Job: Print the listing below in its entirety, character for character.

+++ Recorded data +++

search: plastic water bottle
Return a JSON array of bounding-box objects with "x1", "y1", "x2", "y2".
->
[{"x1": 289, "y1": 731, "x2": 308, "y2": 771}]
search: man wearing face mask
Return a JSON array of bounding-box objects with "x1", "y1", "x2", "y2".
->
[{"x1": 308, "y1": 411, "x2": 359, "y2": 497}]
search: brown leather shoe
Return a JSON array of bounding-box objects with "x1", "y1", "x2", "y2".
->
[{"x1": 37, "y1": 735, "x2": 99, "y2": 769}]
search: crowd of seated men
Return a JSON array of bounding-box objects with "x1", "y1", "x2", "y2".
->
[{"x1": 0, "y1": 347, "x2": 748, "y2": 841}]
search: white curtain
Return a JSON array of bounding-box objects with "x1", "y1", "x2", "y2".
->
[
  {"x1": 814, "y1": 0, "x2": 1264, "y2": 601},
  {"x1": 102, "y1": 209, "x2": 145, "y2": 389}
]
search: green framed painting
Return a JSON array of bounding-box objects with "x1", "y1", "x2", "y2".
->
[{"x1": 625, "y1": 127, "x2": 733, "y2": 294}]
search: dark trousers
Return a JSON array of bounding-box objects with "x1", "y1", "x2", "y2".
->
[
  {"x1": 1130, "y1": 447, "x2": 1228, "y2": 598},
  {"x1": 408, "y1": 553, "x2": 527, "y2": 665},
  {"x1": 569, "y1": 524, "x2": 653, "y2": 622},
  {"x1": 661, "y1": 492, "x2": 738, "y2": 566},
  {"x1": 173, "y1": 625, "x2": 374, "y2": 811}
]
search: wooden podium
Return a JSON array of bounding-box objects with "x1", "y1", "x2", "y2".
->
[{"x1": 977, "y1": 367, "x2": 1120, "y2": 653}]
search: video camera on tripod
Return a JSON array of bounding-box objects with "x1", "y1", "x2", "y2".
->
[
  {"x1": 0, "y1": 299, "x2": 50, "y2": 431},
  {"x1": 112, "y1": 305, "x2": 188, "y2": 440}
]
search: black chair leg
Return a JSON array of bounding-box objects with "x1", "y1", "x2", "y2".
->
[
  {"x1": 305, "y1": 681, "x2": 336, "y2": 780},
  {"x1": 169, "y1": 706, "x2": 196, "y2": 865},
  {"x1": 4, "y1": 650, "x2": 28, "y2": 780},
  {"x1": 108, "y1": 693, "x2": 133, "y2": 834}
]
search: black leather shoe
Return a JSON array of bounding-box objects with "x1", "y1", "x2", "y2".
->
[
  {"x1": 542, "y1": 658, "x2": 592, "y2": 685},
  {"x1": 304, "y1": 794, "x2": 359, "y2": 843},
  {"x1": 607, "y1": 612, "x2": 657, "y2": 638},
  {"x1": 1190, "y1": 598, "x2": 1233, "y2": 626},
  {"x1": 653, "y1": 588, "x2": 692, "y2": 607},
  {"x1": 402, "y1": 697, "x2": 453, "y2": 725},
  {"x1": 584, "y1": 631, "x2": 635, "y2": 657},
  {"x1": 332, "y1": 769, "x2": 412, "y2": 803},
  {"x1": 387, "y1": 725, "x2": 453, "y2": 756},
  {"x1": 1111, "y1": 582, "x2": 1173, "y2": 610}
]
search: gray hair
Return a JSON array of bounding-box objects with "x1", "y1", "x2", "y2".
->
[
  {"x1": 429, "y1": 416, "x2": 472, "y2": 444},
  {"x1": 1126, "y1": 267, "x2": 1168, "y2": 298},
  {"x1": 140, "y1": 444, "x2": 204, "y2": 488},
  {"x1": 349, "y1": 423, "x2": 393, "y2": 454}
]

+++

Result for this task:
search: plastic water bottle
Return a JSON array of bounding-box objects with "x1", "y1", "x2", "y2".
->
[{"x1": 289, "y1": 731, "x2": 308, "y2": 771}]
search: man wearing face mask
Return a JSON array of bounding-box objects with "x1", "y1", "x2", "y2".
->
[{"x1": 308, "y1": 411, "x2": 359, "y2": 497}]
search: brown leather shoe
Return a JSON array of bounding-box objects with "x1", "y1", "x2", "y2".
->
[{"x1": 37, "y1": 735, "x2": 99, "y2": 769}]
search: crowd of seated men
Return a JSON array of bounding-box objects with "x1", "y1", "x2", "y2".
->
[{"x1": 0, "y1": 347, "x2": 748, "y2": 841}]
search: white curtain
Return a JSON array of bounding-box objects with "x1", "y1", "x2", "y2".
->
[
  {"x1": 814, "y1": 0, "x2": 1264, "y2": 601},
  {"x1": 102, "y1": 209, "x2": 145, "y2": 389}
]
search: green framed painting
Return a JSON array of bounding-box objects with "x1", "y1", "x2", "y2".
->
[{"x1": 625, "y1": 127, "x2": 733, "y2": 294}]
search: dark trousers
Return a JSON array of bounding-box objects with "x1", "y1", "x2", "y2".
->
[
  {"x1": 1130, "y1": 447, "x2": 1228, "y2": 598},
  {"x1": 408, "y1": 553, "x2": 527, "y2": 665},
  {"x1": 569, "y1": 524, "x2": 653, "y2": 622},
  {"x1": 661, "y1": 492, "x2": 738, "y2": 566},
  {"x1": 173, "y1": 625, "x2": 374, "y2": 811}
]
search: wooden podium
Return a JSON array of bounding-box objects with "x1", "y1", "x2", "y2".
->
[{"x1": 977, "y1": 367, "x2": 1120, "y2": 653}]
search: video camera on tripod
Return a JSON array of bounding-box objects with "x1", "y1", "x2", "y2".
->
[
  {"x1": 0, "y1": 299, "x2": 50, "y2": 431},
  {"x1": 112, "y1": 305, "x2": 188, "y2": 440}
]
search: black chair leg
Return a JSON array of bounding-box objects with "x1", "y1", "x2", "y2".
->
[
  {"x1": 305, "y1": 681, "x2": 336, "y2": 780},
  {"x1": 169, "y1": 706, "x2": 196, "y2": 865},
  {"x1": 4, "y1": 650, "x2": 28, "y2": 780},
  {"x1": 108, "y1": 693, "x2": 133, "y2": 834}
]
search: black leather shoe
Return a JSON array of bounding-box objects with "x1", "y1", "x2", "y2".
->
[
  {"x1": 542, "y1": 658, "x2": 592, "y2": 685},
  {"x1": 304, "y1": 794, "x2": 359, "y2": 843},
  {"x1": 607, "y1": 612, "x2": 657, "y2": 638},
  {"x1": 1190, "y1": 598, "x2": 1233, "y2": 626},
  {"x1": 653, "y1": 588, "x2": 692, "y2": 607},
  {"x1": 402, "y1": 697, "x2": 453, "y2": 725},
  {"x1": 584, "y1": 631, "x2": 635, "y2": 657},
  {"x1": 332, "y1": 769, "x2": 412, "y2": 803},
  {"x1": 387, "y1": 725, "x2": 453, "y2": 756},
  {"x1": 1111, "y1": 582, "x2": 1173, "y2": 610}
]
search: gray hair
Return a JSON array of bounding-box objects with "x1", "y1", "x2", "y2".
->
[
  {"x1": 429, "y1": 416, "x2": 472, "y2": 444},
  {"x1": 1126, "y1": 267, "x2": 1168, "y2": 298},
  {"x1": 140, "y1": 444, "x2": 204, "y2": 488},
  {"x1": 349, "y1": 423, "x2": 393, "y2": 454}
]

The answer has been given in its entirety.